▸ Texto para revisión:
Obligado a militar en un grupo de partisanos, las arengas revolucionarias cansan al doctor, los torrentes de palabras superfluas, inconsistentes, oscuras, “justo eso de lo que la vida ansía liberarse”. Frente a esa cháchara hipócrita de los comisarios comunistas, “mediocremente elevada y tenebrosa”, Yuri busca el refugio en el aparente mutismo de la naturaleza, en la ausencia de palabras durante un trabajo largo y obstinado, en el silencio de un sueño profundo, en la verdadera música y en el quieto contacto de los corazones…

Poético romanticismo en mitad del horror, de la guerra, de la penuria, del cainismo, del canibalismo, del terror. La verdadera libertad no es la de las palabras y las reivindicaciones, sino la caída del cielo, en contra de lo esperado. La libertad por casualidad, por equivocación.

Frente a la revolución con que soñaban las clases medias –a las que pertenecen por ambiente y educación el autor y su protagonista- , la revolución bolchevique de 1917, nacida de la guerra, una revolución de soldados, aparece primero como una necesaria simplificación de la vida, incluso como una necesaria erradicación “de la delicadeza de sentimientos superfluos”. Incluso el tío Kolia, referente filosófico de la adolescencia de Yuri, se vuelve bolchevique. Una nueva esperanza se eleva tras siglos de servilismo e injusticias. Pero, tras la grandiosidad y la eternidad del momento, la dictadura del proletariado acabará dejándole helado el corazón al doctor Zhivago, porque “ya no hay personas honestas ni amigos. Ni siquiera gente competente”.

Datos de señalamiento de expresiones referenciales:

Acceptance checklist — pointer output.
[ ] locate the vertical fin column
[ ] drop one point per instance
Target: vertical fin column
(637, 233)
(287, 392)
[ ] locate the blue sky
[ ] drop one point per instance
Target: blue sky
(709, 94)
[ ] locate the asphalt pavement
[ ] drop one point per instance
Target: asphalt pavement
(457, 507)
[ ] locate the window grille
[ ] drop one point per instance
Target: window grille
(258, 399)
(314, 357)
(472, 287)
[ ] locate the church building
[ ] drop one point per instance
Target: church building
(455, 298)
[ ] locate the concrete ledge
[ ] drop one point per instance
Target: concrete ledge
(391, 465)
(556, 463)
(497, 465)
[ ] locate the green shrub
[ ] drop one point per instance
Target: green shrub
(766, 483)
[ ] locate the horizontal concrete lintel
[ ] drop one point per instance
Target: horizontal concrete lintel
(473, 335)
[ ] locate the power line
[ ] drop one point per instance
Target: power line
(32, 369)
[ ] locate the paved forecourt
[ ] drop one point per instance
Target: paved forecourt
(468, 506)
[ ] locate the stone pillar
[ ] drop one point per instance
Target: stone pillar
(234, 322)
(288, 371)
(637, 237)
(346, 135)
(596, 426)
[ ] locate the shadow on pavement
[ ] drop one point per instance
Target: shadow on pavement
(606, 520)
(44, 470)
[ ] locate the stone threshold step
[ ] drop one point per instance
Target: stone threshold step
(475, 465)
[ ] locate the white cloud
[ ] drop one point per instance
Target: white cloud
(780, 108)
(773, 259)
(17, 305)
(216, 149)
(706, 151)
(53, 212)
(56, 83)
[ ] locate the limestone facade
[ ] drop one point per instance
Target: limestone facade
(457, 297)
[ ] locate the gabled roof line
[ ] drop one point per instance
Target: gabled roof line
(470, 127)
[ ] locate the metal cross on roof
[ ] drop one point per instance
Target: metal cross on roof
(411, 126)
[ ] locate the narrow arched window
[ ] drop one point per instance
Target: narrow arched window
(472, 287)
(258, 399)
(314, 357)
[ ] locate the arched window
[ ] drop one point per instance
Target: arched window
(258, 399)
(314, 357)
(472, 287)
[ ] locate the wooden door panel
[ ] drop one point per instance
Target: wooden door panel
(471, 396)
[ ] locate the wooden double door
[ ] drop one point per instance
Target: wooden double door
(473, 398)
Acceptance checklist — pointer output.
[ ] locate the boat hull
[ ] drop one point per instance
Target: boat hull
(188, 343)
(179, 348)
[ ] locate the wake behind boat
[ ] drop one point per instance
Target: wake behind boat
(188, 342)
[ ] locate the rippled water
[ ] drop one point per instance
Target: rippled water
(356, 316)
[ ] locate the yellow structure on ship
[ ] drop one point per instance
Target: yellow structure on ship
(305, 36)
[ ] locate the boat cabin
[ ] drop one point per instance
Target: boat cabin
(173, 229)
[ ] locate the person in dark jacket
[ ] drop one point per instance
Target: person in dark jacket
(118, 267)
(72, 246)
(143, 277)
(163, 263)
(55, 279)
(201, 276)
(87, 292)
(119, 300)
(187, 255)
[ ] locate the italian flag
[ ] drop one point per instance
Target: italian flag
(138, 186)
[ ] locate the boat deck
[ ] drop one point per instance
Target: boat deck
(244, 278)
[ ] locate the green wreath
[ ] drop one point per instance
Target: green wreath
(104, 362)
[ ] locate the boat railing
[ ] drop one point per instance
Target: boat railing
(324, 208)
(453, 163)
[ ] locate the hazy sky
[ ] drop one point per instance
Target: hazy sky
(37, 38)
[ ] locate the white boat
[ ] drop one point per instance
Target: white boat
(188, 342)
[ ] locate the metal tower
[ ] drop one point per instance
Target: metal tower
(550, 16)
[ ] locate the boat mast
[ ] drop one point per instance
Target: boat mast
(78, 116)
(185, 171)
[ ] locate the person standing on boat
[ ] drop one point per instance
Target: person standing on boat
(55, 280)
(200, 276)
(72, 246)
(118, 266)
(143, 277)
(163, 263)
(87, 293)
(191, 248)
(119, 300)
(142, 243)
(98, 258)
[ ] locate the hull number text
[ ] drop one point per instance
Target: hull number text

▸ Tareas:
[A] En el texto sobre el doctor Zhivago, ¿qué personaje, referente filosófico de la adolescencia de Yuri, se vuelve bolchevique?
[B] Continúa el texto sobre el doctor Zhivago a partir de su última oración.

▸ Respuestas:
[A] El tío Kolia.

[B]
El Moscú soviético le expulsará de su seno hacia los Urales, la familia huye del hambre, con el sueño idílico de cultivar la tierra, viviendo de sus manos. Ni los rojos, ni los blancos ni los verdes, le convencen. “Pertenecer a un determinado tipo es la muerte del hombre”. Si, por el contrario, a uno no saben cómo catalogarlo, si uno está libre de sí mismo, “ha obtenido una partícula de inmortalidad”…

De marxista, pues, nada de nada. Pasternak lo deja claro:

 “El marxismo es demasiado poco dueño de sí mismo para ser una ciencia. Las ciencias, por lo general, son equilibradas. ¿Marxismo y objetividad? No conozco una corriente más replegada en sí misma y más alejada de los hechos que el marxismo. Todos están preocupados en verificar sus ideas por la experiencia, pero quienes tienen el poder, en virtud de la leyenda sobre su propia infalibilidad, dan la espalda a la verdad con todas sus fuerzas. La política no me dice nada. No me gustan las personas indiferentes a la verdad… Yo era un ferviente partidario de la revolución, pero ahora creo que, con la violencia, nunca se podrá lograr nada. El bien se atrae con el bien”.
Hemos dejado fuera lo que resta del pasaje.